→ **Exercise task**: Return each line in the rows below that contains the word "river", copied unchanged.

→ **Dataset rows**:
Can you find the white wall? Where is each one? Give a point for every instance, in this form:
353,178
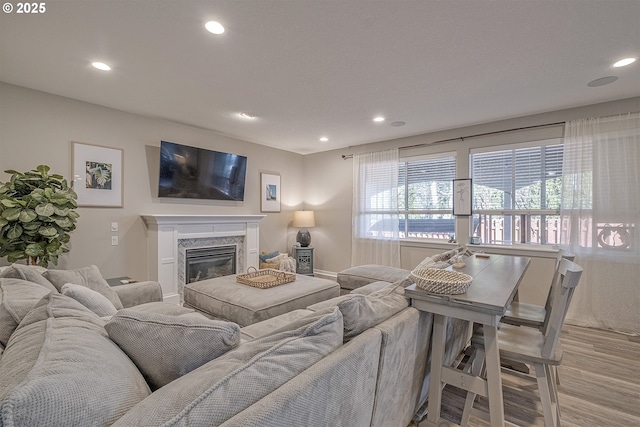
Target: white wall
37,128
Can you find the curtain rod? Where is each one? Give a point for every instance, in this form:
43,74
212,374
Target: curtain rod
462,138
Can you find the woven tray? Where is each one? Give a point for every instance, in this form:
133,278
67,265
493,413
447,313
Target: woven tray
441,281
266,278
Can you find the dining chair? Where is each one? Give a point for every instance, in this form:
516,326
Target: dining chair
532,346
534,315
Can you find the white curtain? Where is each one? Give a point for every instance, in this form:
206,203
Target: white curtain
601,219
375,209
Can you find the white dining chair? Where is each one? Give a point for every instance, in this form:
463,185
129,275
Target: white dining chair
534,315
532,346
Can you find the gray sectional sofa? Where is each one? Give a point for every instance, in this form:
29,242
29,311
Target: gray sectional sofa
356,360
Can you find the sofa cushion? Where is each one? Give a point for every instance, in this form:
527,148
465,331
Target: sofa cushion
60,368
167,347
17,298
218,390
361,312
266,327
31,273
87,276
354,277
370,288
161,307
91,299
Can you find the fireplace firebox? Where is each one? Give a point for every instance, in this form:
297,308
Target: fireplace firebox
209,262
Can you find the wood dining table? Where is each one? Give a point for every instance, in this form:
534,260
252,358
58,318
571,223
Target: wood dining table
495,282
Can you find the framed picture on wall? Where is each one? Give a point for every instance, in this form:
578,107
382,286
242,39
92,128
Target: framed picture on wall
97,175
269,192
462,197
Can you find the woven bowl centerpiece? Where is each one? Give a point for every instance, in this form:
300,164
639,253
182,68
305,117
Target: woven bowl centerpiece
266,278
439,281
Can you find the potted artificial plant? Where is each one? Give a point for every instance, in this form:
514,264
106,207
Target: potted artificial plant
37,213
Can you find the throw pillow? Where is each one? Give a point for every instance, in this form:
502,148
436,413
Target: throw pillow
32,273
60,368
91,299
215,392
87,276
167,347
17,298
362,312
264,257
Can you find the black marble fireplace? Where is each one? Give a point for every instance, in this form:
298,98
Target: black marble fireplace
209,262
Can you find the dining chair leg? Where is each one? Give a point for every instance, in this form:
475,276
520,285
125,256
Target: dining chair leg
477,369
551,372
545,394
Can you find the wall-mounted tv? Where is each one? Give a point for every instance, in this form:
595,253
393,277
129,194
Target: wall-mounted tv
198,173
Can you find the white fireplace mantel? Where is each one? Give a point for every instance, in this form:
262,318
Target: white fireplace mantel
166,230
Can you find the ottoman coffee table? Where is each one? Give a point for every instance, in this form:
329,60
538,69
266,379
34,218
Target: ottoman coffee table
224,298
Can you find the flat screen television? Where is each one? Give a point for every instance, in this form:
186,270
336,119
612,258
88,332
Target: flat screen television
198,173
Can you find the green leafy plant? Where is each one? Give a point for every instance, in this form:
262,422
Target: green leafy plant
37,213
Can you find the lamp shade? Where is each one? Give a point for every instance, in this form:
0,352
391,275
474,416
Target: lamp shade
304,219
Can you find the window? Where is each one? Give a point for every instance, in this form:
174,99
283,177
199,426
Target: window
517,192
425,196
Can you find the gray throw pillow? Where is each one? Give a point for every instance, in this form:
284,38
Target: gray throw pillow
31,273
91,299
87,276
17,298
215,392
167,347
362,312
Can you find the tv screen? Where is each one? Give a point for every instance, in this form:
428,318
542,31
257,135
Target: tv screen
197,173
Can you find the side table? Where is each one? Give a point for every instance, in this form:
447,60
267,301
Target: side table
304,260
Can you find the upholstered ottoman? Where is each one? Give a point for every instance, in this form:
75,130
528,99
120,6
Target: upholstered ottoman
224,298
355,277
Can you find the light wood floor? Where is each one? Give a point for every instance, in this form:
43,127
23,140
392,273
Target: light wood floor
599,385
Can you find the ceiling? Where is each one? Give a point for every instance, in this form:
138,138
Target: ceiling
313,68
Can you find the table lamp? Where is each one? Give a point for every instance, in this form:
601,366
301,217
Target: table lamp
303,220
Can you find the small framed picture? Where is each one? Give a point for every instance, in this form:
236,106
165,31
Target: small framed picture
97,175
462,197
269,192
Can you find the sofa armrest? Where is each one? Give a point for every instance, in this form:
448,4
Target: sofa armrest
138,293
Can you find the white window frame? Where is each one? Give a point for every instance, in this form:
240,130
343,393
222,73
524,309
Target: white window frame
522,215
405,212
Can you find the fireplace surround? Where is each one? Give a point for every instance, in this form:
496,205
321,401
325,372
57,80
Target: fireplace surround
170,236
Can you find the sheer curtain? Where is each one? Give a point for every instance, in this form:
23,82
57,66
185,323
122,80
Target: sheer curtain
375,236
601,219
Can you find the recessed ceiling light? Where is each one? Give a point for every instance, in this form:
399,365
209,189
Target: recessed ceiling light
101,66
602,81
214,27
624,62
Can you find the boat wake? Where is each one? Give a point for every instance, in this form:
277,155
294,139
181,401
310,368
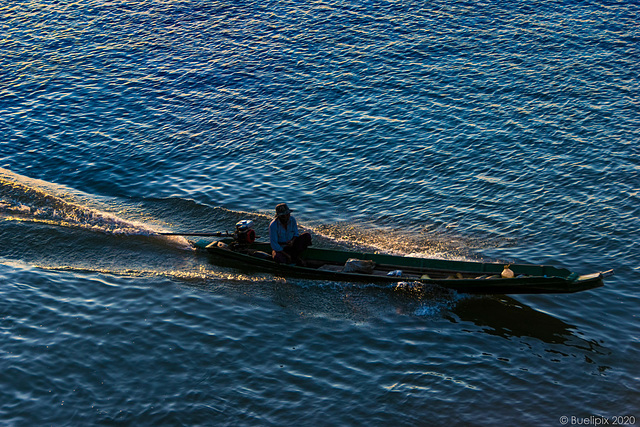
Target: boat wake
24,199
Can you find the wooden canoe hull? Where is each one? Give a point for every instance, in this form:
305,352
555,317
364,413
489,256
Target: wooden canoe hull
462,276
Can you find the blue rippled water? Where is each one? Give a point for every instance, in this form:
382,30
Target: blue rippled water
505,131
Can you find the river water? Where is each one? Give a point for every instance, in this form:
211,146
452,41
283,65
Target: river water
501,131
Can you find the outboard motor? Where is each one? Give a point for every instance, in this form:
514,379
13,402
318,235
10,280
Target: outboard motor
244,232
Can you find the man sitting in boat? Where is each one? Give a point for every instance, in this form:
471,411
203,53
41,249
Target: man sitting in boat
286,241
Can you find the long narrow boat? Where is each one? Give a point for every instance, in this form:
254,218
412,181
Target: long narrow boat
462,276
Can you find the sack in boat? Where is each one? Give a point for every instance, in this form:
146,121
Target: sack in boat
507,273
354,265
* * *
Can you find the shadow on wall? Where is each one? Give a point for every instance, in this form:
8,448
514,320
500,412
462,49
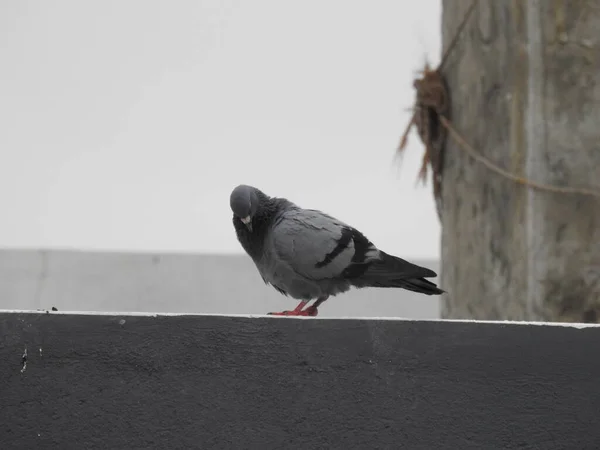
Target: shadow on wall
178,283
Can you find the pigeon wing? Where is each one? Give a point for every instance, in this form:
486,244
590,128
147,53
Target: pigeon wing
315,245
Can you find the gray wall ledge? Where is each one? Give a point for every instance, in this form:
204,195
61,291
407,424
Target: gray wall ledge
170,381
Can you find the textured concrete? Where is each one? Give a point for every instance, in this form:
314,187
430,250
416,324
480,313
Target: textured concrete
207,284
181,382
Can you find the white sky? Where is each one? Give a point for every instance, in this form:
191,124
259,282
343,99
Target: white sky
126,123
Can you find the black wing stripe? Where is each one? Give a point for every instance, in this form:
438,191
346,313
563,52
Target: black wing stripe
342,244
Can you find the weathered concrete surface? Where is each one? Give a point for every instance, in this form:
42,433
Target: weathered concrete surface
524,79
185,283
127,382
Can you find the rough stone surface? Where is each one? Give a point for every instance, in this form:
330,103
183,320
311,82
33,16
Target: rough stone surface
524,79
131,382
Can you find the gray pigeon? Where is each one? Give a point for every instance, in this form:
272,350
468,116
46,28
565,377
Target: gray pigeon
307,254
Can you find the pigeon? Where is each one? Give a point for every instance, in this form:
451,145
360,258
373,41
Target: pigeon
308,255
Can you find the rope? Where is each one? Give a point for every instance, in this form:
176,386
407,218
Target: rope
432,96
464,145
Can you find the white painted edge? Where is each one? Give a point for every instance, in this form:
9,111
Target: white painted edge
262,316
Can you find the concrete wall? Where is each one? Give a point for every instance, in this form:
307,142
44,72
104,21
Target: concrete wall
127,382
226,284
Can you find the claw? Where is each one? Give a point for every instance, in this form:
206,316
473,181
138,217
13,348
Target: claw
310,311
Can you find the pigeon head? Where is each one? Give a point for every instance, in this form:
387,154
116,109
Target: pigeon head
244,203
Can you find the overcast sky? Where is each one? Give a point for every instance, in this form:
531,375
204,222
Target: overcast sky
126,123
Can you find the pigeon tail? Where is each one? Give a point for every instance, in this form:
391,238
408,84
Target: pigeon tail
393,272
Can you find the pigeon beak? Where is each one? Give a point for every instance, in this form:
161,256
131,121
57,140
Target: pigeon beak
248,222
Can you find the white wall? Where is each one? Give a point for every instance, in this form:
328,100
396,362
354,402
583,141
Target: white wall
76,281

→ **Expected answer**:
Can you find the river water? Where is each one? Give a point for every instance, in this form:
Target: river water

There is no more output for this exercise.